This was exemplified in a moment that none of us who heard it will ever forget: the heated debate—if we want to call it that. I’d prefer to call it an argument—between Chick Young and Jim Traynor on Radio Scotland over whether the then-Ibrox chairman had indicated that the club could go bust by nodding his head. It really has to be heard to be believed. So I went out and sourced a version of it, and you can check it out here. Honestly, if you’ve never heard it, give it a listen.
For those of us who sat through all 20 minutes of it that day, it felt surreal. We didn’t need the Ibrox chairman to confirm that the club was in deadly peril—some of us already knew. Some of us had been writing about it for a while.
We were well aware that the club was in mortal trouble and that if that £50 million tax bill landed, they couldn’t pay it. It was as obvious as anything in the history of the game. It was written in letters 50 feet high—so clear that even the dumbest hack should have been able to read the writing on the wall.
What that exchange proved was that they were all living in a kind of collective denial about the very real possibility of financial ruin. Young seemed to believe he had broken a major story. In fact, all he had done was get the Ibrox chairman to obliquely confirm what we all already knew. Even then, Young wasn’t confident enough to stand his story up properly, and Traynor dismissed the idea completely.
That exchange happened in early 2011.
Less than a year later, the Ibrox club was gone.
In many ways, Young was vindicated—or would have been, had he actually led with the point that all the Ibrox chairman had done was state the obvious. In reality, the only people truly vindicated were those on Celtic sites who had been confidently predicting such an outcome since 2009.
Yet from that moment in 2009—when the penny dropped for some of us—all the way through to administration itself, people in the media still refused to confront the looming reality. Even as everything we had theorised could happen started to happen, and as the proof was freely available, they ignored it.
They just didn’t want to see it.
In doing so, they let down the Ibrox fans. They could have, if they had wanted to, sounded the alarm long before it went off on its own. They could have started preparing that club’s supporters for a really difficult time.
They might even have forced the club itself to radically change course before it was too late. But they did none of that. Instead, they watched as the club drifted, Titanic-like, towards the iceberg.
Everything prior to the moment Craig Whyte walked out of Ibrox and announced that the reports were true—that the club would go into administration the following day—is on them. It’s on the way they misled the supporters and failed to provide the proper context for the situation surrounding their club.
Even when they finally woke up to the reality of who Craig Whyte was and started writing about it, it was already too late.
It still didn’t dawn on them that the club was facing an existential risk—something that was so clear and obvious to some of us at the time that we were writing about virtually nothing else. It was glaringly apparent that he had no means to pay those bills. Anyone who had looked into who this guy was could see that.
But from the moment he made that announcement onwards, the media wasn’t just engaged in an act of deception against the Ibrox supporters.

### Extracted data

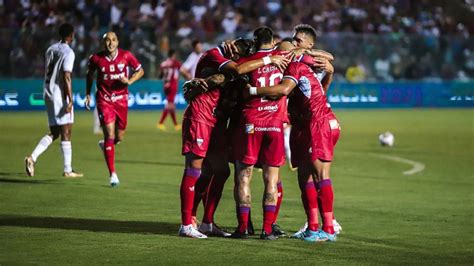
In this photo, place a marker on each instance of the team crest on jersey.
(249, 128)
(199, 141)
(305, 86)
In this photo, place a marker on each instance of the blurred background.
(373, 40)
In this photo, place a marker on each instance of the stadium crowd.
(372, 40)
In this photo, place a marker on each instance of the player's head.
(286, 46)
(110, 42)
(304, 36)
(172, 53)
(244, 47)
(263, 36)
(66, 32)
(197, 46)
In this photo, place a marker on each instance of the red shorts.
(196, 136)
(314, 139)
(261, 142)
(113, 110)
(219, 144)
(170, 91)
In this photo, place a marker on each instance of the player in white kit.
(58, 100)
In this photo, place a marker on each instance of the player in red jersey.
(313, 138)
(262, 139)
(200, 119)
(169, 72)
(113, 66)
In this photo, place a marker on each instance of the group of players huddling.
(243, 94)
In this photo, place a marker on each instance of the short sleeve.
(92, 64)
(133, 62)
(292, 72)
(218, 58)
(68, 63)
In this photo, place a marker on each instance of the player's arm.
(235, 69)
(89, 80)
(185, 73)
(68, 90)
(325, 65)
(196, 86)
(317, 53)
(282, 89)
(135, 76)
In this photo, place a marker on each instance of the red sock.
(311, 196)
(243, 217)
(109, 153)
(173, 117)
(326, 195)
(213, 197)
(280, 198)
(268, 217)
(163, 116)
(200, 190)
(190, 177)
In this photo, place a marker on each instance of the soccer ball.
(387, 139)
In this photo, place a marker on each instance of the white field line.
(417, 166)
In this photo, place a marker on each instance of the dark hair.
(65, 30)
(245, 46)
(262, 35)
(171, 52)
(194, 43)
(307, 29)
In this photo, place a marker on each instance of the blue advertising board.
(27, 94)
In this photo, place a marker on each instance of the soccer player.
(169, 72)
(262, 141)
(314, 135)
(58, 99)
(302, 38)
(188, 68)
(113, 66)
(200, 119)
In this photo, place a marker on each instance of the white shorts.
(55, 107)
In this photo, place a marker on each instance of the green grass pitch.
(387, 217)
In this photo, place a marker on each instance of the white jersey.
(191, 63)
(59, 59)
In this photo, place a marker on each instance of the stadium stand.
(381, 40)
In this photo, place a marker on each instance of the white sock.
(43, 144)
(66, 148)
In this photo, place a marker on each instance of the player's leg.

### To do
Please shorten the paragraph in the text about the Ibrox club's downfall that begins "What that exchange proved", keeping its main facts. The records come from a different source than the text.

### Task output
The exchange showed a collective denial about the real possibility of financial ruin. Young thought he had broken a major story, but he had only gotten the Ibrox chairman to indirectly confirm what was already known. Even so, Young didn't stand the story up properly, and Traynor dismissed it entirely.